== TEXT EXTRACT ==
BCP out slow first time, fast after. Help!

Question

Post reply

BCP out slow first time, fast after. Help!

Eugene Bereznuk

SSC Veteran

Points: 270
More actions
March 20, 2012 at 1:29 am

#258923

Dear colleagues.
I came across a very strange phenomenon in SQL Server 2008 R2, while performing BCP out.
In a few words: 2008 R2, clustered installation on Windows 2008, 64GB RAM on node, fast SAN shared disk array.
In a database there is a table with 5.5 million records, containing "text" field. I have to BCP this table "out" and then "in" to another table (which, normally, is faster than INSERT..SELECT..). Database is on Simple recovery mode, no data compression, row data, indexes and textimage all are on separate drives, there is no fulltext indexing. Source tables all have proper clustered indexes which were rebuild prior to BCP "out".
I create a format file using "bcp dbSource.dbo.TabSource format nul -x -f W:\BCP_Files\TabSource_Format.xml -n -S ServerName -U userlogin -P userpassword" (yes, I do not use trusted connection here. I tried and its irrelevant)
"W" is a disk local to SQL Server, so there is no "over the network" transfer.

== AIM ==
In the forum post about slow BCP out, how many records does the source table hold? The material comes from a separate source.

== ITEMS ==
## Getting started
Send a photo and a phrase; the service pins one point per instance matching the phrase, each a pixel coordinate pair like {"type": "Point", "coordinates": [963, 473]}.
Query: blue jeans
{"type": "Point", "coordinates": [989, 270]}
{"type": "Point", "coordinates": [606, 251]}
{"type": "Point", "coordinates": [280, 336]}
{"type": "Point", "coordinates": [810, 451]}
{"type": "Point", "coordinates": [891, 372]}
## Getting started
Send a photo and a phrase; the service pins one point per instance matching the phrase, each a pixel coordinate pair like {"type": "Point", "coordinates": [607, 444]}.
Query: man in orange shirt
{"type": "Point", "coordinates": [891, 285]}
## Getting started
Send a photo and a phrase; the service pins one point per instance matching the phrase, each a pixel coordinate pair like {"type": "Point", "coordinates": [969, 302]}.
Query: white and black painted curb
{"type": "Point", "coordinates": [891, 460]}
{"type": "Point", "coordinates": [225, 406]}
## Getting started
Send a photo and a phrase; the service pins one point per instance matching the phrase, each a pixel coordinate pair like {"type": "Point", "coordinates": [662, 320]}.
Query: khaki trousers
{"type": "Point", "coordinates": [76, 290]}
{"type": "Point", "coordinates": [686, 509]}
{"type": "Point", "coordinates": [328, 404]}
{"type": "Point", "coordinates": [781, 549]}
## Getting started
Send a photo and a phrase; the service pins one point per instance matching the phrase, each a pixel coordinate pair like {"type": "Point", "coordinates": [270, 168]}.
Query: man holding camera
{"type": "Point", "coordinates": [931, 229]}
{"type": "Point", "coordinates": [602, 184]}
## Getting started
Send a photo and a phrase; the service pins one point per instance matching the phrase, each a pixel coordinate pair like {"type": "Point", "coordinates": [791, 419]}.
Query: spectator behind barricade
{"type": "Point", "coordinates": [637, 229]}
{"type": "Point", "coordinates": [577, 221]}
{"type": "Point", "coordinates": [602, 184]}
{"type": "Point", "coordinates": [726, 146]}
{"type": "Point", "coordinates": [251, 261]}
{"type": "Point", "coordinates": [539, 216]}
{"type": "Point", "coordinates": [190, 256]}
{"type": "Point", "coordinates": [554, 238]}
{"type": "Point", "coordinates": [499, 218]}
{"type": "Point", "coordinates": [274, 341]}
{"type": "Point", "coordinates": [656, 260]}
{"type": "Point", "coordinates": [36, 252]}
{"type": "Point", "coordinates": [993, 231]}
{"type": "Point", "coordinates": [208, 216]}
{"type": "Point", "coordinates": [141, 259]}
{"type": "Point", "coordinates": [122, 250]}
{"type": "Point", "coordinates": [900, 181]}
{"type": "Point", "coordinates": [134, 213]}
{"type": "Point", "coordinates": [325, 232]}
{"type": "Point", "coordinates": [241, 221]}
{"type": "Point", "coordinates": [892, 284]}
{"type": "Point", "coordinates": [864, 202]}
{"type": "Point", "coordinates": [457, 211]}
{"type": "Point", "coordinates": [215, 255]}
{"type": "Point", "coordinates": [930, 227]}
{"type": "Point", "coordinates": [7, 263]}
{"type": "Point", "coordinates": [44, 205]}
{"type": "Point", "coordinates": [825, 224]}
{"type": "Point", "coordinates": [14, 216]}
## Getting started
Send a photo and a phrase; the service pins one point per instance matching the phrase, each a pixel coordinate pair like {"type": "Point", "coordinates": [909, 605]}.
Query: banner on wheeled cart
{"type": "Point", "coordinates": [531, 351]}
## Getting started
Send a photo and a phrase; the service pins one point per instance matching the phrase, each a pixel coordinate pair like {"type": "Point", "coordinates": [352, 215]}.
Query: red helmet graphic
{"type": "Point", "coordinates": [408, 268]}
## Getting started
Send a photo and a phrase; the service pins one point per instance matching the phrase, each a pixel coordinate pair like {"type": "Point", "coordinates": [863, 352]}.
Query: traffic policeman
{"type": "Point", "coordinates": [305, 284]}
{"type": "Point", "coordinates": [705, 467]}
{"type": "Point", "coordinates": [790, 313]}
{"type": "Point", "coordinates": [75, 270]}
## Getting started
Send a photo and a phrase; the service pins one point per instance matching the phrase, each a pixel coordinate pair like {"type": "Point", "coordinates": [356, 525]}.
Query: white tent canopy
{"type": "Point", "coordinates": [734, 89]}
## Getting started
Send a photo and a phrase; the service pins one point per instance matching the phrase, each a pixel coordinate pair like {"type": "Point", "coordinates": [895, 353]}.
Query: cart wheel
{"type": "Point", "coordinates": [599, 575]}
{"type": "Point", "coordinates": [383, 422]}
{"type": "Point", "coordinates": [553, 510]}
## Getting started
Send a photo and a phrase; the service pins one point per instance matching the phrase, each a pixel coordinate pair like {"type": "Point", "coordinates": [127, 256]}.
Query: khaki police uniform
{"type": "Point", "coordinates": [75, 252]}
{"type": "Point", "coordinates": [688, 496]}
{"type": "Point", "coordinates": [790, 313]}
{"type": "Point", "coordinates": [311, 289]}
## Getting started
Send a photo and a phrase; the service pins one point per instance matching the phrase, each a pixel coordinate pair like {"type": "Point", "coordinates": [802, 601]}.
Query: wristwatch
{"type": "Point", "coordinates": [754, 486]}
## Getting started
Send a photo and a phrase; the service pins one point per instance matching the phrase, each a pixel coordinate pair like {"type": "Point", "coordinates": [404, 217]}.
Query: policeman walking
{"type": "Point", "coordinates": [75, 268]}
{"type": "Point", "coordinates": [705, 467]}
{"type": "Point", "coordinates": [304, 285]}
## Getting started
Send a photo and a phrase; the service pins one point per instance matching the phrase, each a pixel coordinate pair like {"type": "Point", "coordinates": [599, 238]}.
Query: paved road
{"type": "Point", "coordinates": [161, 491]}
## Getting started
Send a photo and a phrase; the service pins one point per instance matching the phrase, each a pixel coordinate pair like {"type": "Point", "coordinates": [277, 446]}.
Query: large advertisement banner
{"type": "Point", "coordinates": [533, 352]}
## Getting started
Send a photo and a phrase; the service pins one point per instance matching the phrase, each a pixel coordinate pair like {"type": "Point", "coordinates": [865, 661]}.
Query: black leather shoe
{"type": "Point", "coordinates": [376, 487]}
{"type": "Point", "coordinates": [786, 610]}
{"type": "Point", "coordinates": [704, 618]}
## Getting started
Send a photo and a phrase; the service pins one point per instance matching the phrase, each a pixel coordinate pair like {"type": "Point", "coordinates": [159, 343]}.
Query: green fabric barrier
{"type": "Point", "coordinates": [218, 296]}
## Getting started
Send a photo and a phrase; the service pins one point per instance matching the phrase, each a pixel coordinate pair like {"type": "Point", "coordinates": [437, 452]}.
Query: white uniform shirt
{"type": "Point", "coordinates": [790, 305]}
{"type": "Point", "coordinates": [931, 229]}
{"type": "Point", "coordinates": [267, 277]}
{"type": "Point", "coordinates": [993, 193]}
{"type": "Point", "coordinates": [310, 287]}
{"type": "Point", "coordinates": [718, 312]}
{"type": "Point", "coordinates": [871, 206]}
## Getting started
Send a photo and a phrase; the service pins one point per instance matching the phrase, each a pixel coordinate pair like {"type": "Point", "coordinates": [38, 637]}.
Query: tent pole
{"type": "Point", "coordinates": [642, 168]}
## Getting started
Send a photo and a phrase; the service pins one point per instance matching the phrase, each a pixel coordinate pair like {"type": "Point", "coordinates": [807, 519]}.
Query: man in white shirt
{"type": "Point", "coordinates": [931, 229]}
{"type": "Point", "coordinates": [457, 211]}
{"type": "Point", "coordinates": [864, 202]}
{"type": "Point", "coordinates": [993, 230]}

== RESULT BELOW ==
5.5 million records.